» What you should do
Return exactly these lines and no others: the one containing "Shelf-audit tool: tag the broken" and all that follow it to the end of the listing below.

» Data under study

★ ★ ★ ★

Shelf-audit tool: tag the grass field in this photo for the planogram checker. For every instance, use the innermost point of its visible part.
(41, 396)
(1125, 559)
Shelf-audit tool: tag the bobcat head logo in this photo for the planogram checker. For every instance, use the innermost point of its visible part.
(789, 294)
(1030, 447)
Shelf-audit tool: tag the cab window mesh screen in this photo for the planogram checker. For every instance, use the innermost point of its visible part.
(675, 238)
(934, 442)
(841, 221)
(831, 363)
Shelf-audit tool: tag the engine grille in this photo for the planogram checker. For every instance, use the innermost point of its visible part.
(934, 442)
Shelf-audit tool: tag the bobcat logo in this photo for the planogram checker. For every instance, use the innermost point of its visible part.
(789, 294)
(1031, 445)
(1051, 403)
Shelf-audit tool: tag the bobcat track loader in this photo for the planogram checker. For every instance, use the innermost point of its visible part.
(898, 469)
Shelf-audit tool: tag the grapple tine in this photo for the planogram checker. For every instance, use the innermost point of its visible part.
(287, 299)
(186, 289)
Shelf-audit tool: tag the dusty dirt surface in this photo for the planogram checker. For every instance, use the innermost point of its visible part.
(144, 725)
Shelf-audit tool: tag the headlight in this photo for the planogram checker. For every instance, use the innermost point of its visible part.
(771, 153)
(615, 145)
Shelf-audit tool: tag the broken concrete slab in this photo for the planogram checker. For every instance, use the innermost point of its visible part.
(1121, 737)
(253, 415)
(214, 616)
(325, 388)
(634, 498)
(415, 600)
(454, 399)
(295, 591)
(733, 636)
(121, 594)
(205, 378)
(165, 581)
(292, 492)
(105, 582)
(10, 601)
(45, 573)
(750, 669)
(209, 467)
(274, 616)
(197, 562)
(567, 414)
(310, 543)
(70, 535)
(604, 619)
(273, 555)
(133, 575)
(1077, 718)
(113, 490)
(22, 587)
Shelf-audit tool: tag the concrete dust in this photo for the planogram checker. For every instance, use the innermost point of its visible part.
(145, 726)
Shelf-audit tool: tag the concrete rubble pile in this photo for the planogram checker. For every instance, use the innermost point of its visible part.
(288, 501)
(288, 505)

★ ★ ★ ★

» Task solution
Shelf-audit tool: tag the broken concrete slab in this photo for the planogram checker. For every instance, use the innermost point of its visible part.
(1121, 737)
(253, 415)
(214, 616)
(325, 388)
(634, 498)
(415, 600)
(454, 399)
(295, 591)
(733, 636)
(121, 594)
(205, 378)
(165, 581)
(292, 492)
(105, 582)
(10, 601)
(45, 573)
(750, 669)
(209, 467)
(274, 616)
(197, 562)
(567, 414)
(310, 543)
(70, 535)
(604, 619)
(273, 555)
(133, 575)
(1077, 718)
(113, 490)
(22, 587)
Shelf-audit tool: tag the concrete dust in this photo for the planogram checker. For every instance, use the innermost point of its visible part.
(145, 726)
Shelf-audit tool: tag the concrete rubble pile in this photo for the planogram checker. For every instance, use the innermost point of its visible part.
(288, 501)
(288, 505)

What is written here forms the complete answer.